- [EXERCISE OBJECTIVE] Set all the entries down again, unaltered.

(Phrase grounding data)
|---|

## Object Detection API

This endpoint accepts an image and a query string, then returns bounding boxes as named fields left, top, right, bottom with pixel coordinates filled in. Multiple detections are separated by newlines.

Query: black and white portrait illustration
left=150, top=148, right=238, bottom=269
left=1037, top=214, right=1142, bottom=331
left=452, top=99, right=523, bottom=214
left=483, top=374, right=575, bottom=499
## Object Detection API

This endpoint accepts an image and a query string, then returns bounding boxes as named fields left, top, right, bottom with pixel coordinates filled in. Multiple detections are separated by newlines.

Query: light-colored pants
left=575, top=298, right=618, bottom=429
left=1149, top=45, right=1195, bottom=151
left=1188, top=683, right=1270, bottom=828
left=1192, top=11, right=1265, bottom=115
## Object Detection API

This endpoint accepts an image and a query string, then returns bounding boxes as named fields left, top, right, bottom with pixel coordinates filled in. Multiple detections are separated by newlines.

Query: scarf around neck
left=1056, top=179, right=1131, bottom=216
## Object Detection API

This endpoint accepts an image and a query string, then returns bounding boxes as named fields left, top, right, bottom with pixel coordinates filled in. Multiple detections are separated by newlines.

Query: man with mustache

|---|

- [RESPONSE TO THE EXERCISE]
## Object Detection API

This endpoint accepts an image and a query string, then returns bounding boxes as named fields left, top, right, bottom with pixel coordinates filled in. Multiple detections are separated by newlines.

Query: black and white portrait illustration
left=150, top=148, right=238, bottom=269
left=1037, top=214, right=1142, bottom=331
left=452, top=99, right=523, bottom=214
left=483, top=374, right=575, bottom=499
## Object Detection API

This endpoint accepts an image and a query string, then returns bounding boxes as named fields left, top, right, bottom with pixel coordinates filled in. Multiple detections are separated by newlines.

Query: light-colored pants
left=575, top=298, right=618, bottom=429
left=1149, top=45, right=1195, bottom=151
left=1188, top=683, right=1270, bottom=828
left=1192, top=11, right=1265, bottom=115
## Object Detection API

This endpoint accepts an image and a query string, then returns bounding boxes as named fields left, top, right, bottom with pixel coordinates filled in. Multiple detections are separated by newlines.

Query: scarf around neck
left=1056, top=179, right=1131, bottom=216
## Object Detection API

This endpoint accepts an image and a query string, then returns bounding boxes as named fields left, top, right, bottom with pixel coordinates filled in. Multiple detections are separated by newlines.

Query: man with mustache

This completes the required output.